WRITTEN EXERCISE 1
Reproduce, word for word, the part of the text on online design thinking courses that opens with the words containing "- Co-Creator –" and closes with "to get started.".
WRITTEN EXERCISE 2
In the text on online design thinking courses, what must be completed before taking IBM's Co-Creator course?
WRITTEN EXERCISE 3
Extend the article on online design thinking courses, picking up right after its final line.

PROVIDED TEXT
Their team member Linus Liang (a computer scientist) adopted the first step of design thinking of “empathize with the end-user”, by paying a trip to Nepal in order to understand the real situation firsthand. And the observations and insights she brought back have inspired a solution with the potential to save millions of newborns in developing countries. (Source)
6 Online Design Thinking Courses Under $100 (With or Without Certification)
The best thing about taking an online course is that it can be accessed from anywhere. Some allow you to learn at your own pace and some require you to follow their schedule for assignment evaluation and group discussion.
However the case may be, you are of no shortage of choice offered by the most acclaimed universities and industry leaders.
Our goal here is to get you started without breaking your bank by providing here a list of online Design Thinking courses you can take under $100 with or without certifications at your choice.
1. IBM’s Enterprise Design Thinking Certification Courses
- Platform: IBM
- Duration: From 3 hours to 3-6 weeks
- Price for the course: FREE
- Certification: FREE
Enterprise Design Thinking is IBM’s answer to applying design thinking at the speed & scale that is needed by a modern enterprise. The company believes that it helps the teams not only form intent but deliver innovative outcomes that improve the lives of the people they serve.
Current courses on offer range from short and specialized (a few hours) to intensive (a 3 to 6 weeks team-based lessons).
- Practitioner – This is a 2 hours design thinking class that will give you the basic skills in Enterprise Design Thinking – collaboration, synthesis, design research, prototyping, and storytelling.
- Co-Creator – This is a 3-6 weeks, practice-based learning module. The prerequisite for this course is that you have completed the Practitioner course. You will work on methods like identifying stakeholders, creating a research plan, and testing ideas.
- Team Essentials for AI – This 3-hour course is based on IBM’s AI Essentials Framework. It teaches the framework and tools you need to recognize responsible AI design, align your team, and work with data sources to start building an AI solution.
IBM is currently offering all of their courses and toolkit activities for free. All one needs to do is create an account to get started.
2. Design Thinking: The Ultimate Guide (Interactive Design Foundation)
- Platform: Interactive Design Foundation
- Duration: 18 hours 12 mins over 7 weeks (Estimated)
- Price for the course: $16 per month for a membership (cancel anytime, 14-day money-back guarantee)

STORED DATA
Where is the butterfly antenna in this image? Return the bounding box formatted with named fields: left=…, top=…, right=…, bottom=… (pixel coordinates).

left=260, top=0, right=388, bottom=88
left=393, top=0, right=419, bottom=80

RIGHT ANSWER 1
- Co-Creator – This is a 3-6 weeks, practice-based learning module. The prerequisite for this course is that you have completed the Practitioner course. You will work on methods like identifying stakeholders, creating a research plan, and testing ideas.
- Team Essentials for AI – This 3-hour course is based on IBM’s AI Essentials Framework. It teaches the framework and tools you need to recognize responsible AI design, align your team, and work with data sources to start building an AI solution.
IBM is currently offering all of their courses and toolkit activities for free. All one needs to do is create an account to get started.

RIGHT ANSWER 2
The Practitioner course.

RIGHT ANSWER 3
- Certification: FREE
WHAT YOU WILL LEARN
- How to apply design thinking to your problems in order to generate innovative and user-centric solutions
- How to make use of practical design thinking methods in every stage of your problem, with the help of method templates
- How to initiate a new working culture based on a user-centric approach, empathy, ideation, prototyping, and playful testing
- How to employ ethnographic and analysis methods, such as interviews, focus groups, and surveys
- How to prototype early and fast, as well as test your prototypes so as to reduce risks and accelerate organizational learning
When you take part in this course, you will join a global multidisciplinary team working on the course and the exercises at the same time as you. You will work together to improve your skills and understanding. Your course group will be made up of an incredibly diverse group of professionals, all of whom have the same objective—to become successful designers. It’s your chance to learn, grow, and network with your peers across the planet.
3. Design Thinking for Innovation by University of Virginia (Coursera)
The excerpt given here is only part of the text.